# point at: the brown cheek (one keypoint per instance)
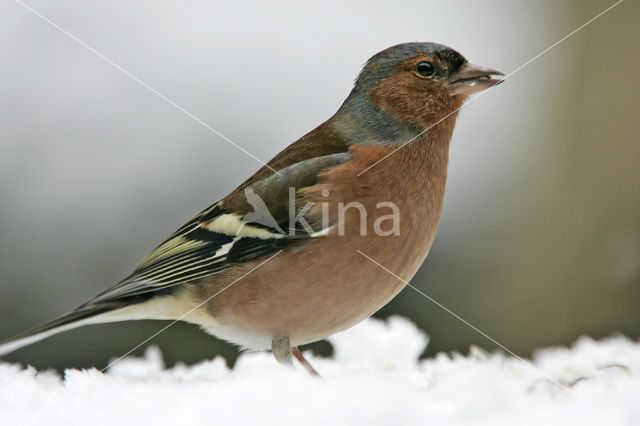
(412, 100)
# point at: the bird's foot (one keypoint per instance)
(282, 351)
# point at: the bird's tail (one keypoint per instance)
(84, 315)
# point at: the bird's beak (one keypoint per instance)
(472, 78)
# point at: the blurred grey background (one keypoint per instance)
(540, 237)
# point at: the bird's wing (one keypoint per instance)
(247, 225)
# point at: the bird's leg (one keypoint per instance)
(281, 349)
(296, 352)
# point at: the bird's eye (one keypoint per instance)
(425, 69)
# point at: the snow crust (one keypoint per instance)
(374, 377)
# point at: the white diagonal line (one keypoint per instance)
(188, 312)
(492, 87)
(142, 83)
(524, 361)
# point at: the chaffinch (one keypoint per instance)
(279, 261)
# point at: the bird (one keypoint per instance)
(285, 259)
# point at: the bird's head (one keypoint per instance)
(416, 85)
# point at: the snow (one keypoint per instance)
(375, 377)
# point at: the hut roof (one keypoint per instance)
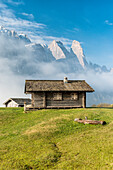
(56, 85)
(19, 101)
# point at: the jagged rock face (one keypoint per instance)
(13, 34)
(78, 51)
(18, 47)
(58, 50)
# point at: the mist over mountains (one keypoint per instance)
(21, 59)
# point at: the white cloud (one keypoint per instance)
(76, 29)
(108, 23)
(30, 16)
(15, 2)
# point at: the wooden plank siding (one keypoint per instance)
(46, 100)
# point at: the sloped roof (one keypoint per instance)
(56, 85)
(19, 101)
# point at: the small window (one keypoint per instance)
(74, 96)
(57, 96)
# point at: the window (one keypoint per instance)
(57, 96)
(74, 96)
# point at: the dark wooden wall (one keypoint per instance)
(46, 100)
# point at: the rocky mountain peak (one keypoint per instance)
(78, 51)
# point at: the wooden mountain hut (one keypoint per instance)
(57, 93)
(17, 102)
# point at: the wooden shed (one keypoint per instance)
(17, 102)
(57, 93)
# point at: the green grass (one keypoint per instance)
(50, 139)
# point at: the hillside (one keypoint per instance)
(50, 139)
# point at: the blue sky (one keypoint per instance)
(88, 21)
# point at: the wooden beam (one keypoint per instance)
(44, 100)
(84, 100)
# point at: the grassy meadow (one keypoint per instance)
(50, 139)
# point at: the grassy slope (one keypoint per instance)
(50, 139)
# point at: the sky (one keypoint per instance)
(87, 21)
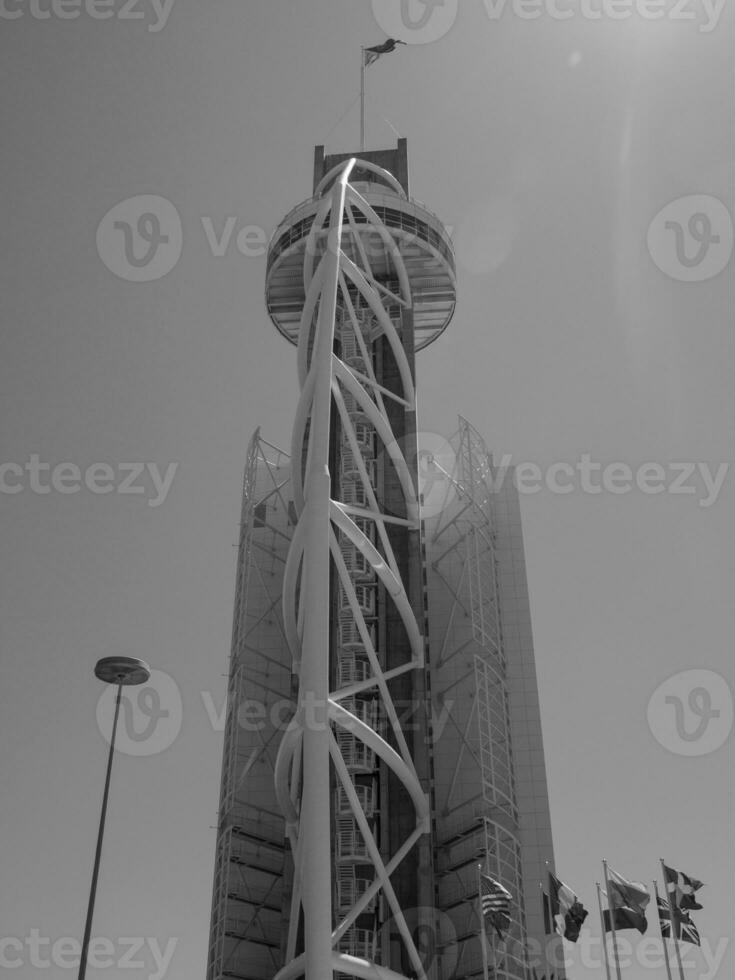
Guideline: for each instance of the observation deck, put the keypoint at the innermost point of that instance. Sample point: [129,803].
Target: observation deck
[423,241]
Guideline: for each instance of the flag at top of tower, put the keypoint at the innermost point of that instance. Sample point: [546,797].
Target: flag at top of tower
[681,888]
[564,903]
[495,902]
[372,54]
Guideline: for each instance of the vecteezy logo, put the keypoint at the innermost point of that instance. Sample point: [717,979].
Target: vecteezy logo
[691,239]
[415,21]
[150,715]
[691,713]
[140,238]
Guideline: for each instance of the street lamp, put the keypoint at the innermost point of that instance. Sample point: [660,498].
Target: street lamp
[125,672]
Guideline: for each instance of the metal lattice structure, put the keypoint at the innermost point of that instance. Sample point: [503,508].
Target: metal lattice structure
[347,309]
[477,816]
[350,830]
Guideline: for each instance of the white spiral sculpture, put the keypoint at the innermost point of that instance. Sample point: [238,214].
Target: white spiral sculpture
[342,295]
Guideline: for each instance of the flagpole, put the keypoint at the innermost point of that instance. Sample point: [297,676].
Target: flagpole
[611,910]
[604,933]
[671,926]
[362,99]
[483,932]
[674,910]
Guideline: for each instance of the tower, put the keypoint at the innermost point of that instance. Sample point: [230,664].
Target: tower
[382,664]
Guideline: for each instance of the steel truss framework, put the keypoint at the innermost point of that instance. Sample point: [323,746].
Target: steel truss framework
[333,738]
[477,814]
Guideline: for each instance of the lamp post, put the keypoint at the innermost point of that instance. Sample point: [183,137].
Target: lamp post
[124,672]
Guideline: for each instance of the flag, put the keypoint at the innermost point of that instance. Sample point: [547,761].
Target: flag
[495,901]
[627,894]
[563,902]
[681,888]
[625,919]
[683,925]
[372,54]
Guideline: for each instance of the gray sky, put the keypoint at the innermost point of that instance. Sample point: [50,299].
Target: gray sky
[548,146]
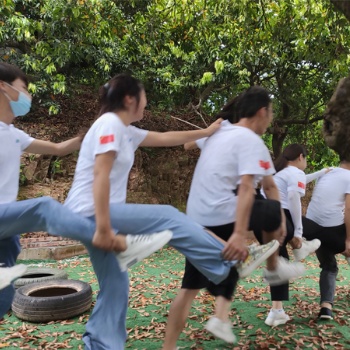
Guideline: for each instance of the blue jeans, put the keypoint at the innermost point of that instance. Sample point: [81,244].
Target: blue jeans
[9,251]
[106,328]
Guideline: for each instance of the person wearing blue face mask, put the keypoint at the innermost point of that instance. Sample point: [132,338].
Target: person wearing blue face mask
[44,213]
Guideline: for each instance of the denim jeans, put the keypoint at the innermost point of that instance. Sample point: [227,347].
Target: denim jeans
[332,243]
[106,328]
[9,251]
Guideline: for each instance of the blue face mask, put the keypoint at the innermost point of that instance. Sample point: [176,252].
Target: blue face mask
[22,105]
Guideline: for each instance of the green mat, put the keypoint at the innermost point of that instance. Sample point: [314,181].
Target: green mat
[153,285]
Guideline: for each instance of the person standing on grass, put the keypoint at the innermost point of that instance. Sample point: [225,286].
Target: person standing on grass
[291,182]
[223,199]
[40,214]
[99,193]
[330,208]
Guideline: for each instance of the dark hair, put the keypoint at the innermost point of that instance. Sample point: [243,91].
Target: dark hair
[229,111]
[112,94]
[290,153]
[9,73]
[250,101]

* * *

-- Given task --
Pictures are excluded; repeat every record exactly.

-- Solution to this exercise --
# point at: the brown cheek (one keypoint per instance)
(412, 100)
# point at: the bird's foot (one keypoint per instance)
(282, 351)
# point at: the bird's tail (one keypoint per instance)
(84, 315)
# point at: the bird's beak (one keypoint per instance)
(472, 78)
# point at: the blurred grey background (one keypoint per instance)
(540, 237)
# point at: the bird's wing (one keypoint per instance)
(247, 225)
# point at: the bird's leg (one keypoint per instance)
(281, 349)
(296, 352)
# point at: the bird's eye (one keypoint per instance)
(425, 69)
# point at: the snow crust (one keypoint per instance)
(374, 377)
# point at: the white diagonal line (one keypoint per instance)
(188, 312)
(492, 87)
(142, 83)
(524, 361)
# point at: the chaffinch (one keypoint per instance)
(279, 261)
# point at: the bird (one keypoint per instance)
(285, 259)
# point at: the bird's head (one keypoint per instance)
(416, 85)
# point at: the snow (one keypoint per instance)
(375, 377)
# point at: the hut roof (one keypoint per instance)
(56, 85)
(19, 101)
# point at: the jagged rock face (one keypoint per instance)
(13, 34)
(78, 51)
(18, 47)
(58, 50)
# point at: the mist over mountains (one keypoint per instance)
(21, 59)
# point at: the white cloud (one keypoint per instance)
(76, 29)
(108, 23)
(30, 16)
(15, 2)
# point at: the wooden plank siding (one keypoint per instance)
(46, 100)
# point at: the sloped roof (one keypoint per instance)
(56, 85)
(19, 101)
# point at: the small window (one keypoint per instance)
(74, 96)
(57, 96)
# point at: the window (one keypoint per instance)
(57, 96)
(74, 96)
# point at: the dark wooden wall (one keypoint per instance)
(46, 100)
# point at: the rocky mountain peak (one keypoint per instance)
(78, 51)
# point at: the wooden mountain hut (one keypoint per instance)
(57, 93)
(17, 102)
# point at: the wooden shed (one keypoint per instance)
(17, 102)
(57, 93)
# point at: the green grass (one keypoint per instance)
(50, 139)
# point at: the hillside (one keypoint per instance)
(50, 139)
# point at: the blue sky (one keypoint per instance)
(88, 21)
# point at: the wooden beam (one keypoint per instance)
(44, 100)
(84, 100)
# point at: the grassy meadow (one keypoint per instance)
(50, 139)
# point at: the grassy slope (one keypoint per instance)
(50, 139)
# point at: the sky (one keypoint per instance)
(87, 21)
Guideline: for each instance of the observation deck, put the keypoint at the innermost point of that instance. Sample point: [129,803].
Target: observation deck
[423,241]
Guideline: for each instance of the flag at top of tower, put the keypoint at the innermost point of that instance. Sample point: [546,797].
Target: flag at top of tower
[681,888]
[564,903]
[495,902]
[372,54]
Guideline: for each instance of the vecteezy logo, put the keypoint at the innermost point of that instance. Sample point: [717,979].
Target: vecteezy logo
[691,239]
[415,21]
[150,715]
[691,713]
[140,238]
Guideline: for each instance of the street lamp, put the keypoint at the innermost point of that instance. Sample point: [660,498].
Target: street lamp
[125,672]
Guideline: for each instance of the metal lattice structure, put the keypoint at the innermost point of that instance. Sample point: [503,508].
Target: metal lattice structure
[347,309]
[477,816]
[350,830]
Guideline: for each instance of the white spiral sculpture, put the keypoint at the innermost point of that instance. Sample point: [238,214].
Target: white spiral sculpture
[342,295]
Guideline: for each instance of the flagpole, put the keypoint at the innermost point of that instance. Sample point: [297,676].
Target: flagpole
[611,910]
[604,933]
[671,926]
[362,99]
[483,932]
[674,910]
Guideline: for each instance of the tower, put the keypoint at the innermost point of that instance. Sample point: [230,664].
Target: tower
[382,664]
Guideline: for each instance of the steel truss framework, put the keypoint at the innermost point of that instance. Sample point: [323,746].
Target: steel truss framework
[333,738]
[477,814]
Guideline: for each instance of the lamp post, put the keypoint at the innermost point of that instance. Sample point: [183,137].
Target: lamp post
[124,672]
Guideline: for each instance of the flag, put the keypoint at the innermost point of that instance. Sample point: [547,761].
Target: flag
[495,901]
[627,894]
[563,902]
[681,888]
[625,919]
[683,925]
[372,54]
Guideline: for each instance of the gray sky, put the keypoint at the innermost point of that instance. Sample point: [50,299].
Target: gray sky
[548,146]
Guideline: for each instance of the blue jeans, put the keypoint at the innermost point of that instance. Sample point: [81,244].
Target: blue jeans
[9,251]
[106,328]
Guideline: for each instance of the person wearing blue face mask, put the keypoint at the innermost point of that instance. Sample point: [132,338].
Target: person wearing blue face mask
[44,213]
Guideline: for each instance of the denim jeans, put the keypoint at the innermost point of that instance. Sample point: [227,347].
Target: denim jeans
[332,243]
[106,328]
[9,251]
Guideline: for each instance of the blue face mask, put the keypoint at the innermost point of that instance. Sample point: [176,252].
Target: blue face mask
[22,105]
Guideline: for each instance of the green mat, put the keypoint at the innermost point of that instance. Sample point: [314,181].
Target: green mat
[153,285]
Guideline: for each instance of the person standing on grass, put the keypoint at the innermost point of that instance. Sample point: [225,286].
Target: person standing on grass
[291,182]
[223,199]
[40,214]
[99,193]
[330,208]
Guideline: for each instance of the dark hair, put the keypoint at the innermost point of that instance. Sample point: [243,91].
Target: dark hair
[229,111]
[112,94]
[290,153]
[9,73]
[250,101]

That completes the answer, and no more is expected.